- **PASSAGE SHOWN**:
Scheduling problems often use resources like machines, tools, a certain number of workers, raw or intermediate materials, etc.

Cumulatives

A cumulative expression counts the amount of resources used per time period

In this example each task represents a worker and the cumulative expression shows the count of workers per time.

The corresponding model is

range workers = 1 .. 4
dvar interval task[workers] length 5
dexpr count = sum (i in workers) pulse(task[i], 1)

A cumulative expression is completely defined by the value (start and length) of the interval variables it is composed of.

The following functions are provided to transform an interval into a term for the temporal sum

  • stepAtStart(interval, value) : at the start time of the interval, an amount of value resources is used
  • stepAtEnd(interval, value) : at the end time of the interval, an amount of value resources is used (typically released)
  • pulse (interval, value) : is the same as combining stepAtStart(interval, value) with stepAtEnd(interval, value)

And finally stepAt(time, value) that specifies that at time time the amount value of resources is used.

In this example we have two producer tasks with a stepAtEnd and two consumer tasks with a stepAtStart. Notice how the cumulative becomes negative when the producer tasks are after the consumer tasks.


Decision expressions

Decision variables are fixed by the engine which chooses a possible value in their domain and checks whether the constraints are still valid.

- **WRITTEN EXERCISE 1**: Duplicate the scheduling passage from "Decision expressions" up to and including "are still valid.".
The scheduling passage has nothing to do with the listing that follows it.

- **PROVIDED MATERIAL**:
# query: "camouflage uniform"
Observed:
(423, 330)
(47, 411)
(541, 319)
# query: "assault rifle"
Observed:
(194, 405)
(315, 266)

- **WRITTEN EXERCISE 2**: Edit the whole listing by putting "Detected" wherever "Observed" appears, with nothing else changed.

- **FINAL RESULT 1**:
Decision expressions

Decision variables are fixed by the engine which chooses a possible value in their domain and checks whether the constraints are still valid.

- **FINAL RESULT 2**:
# query: "camouflage uniform"
Detected:
(423, 330)
(47, 411)
(541, 319)
# query: "assault rifle"
Detected:
(194, 405)
(315, 266)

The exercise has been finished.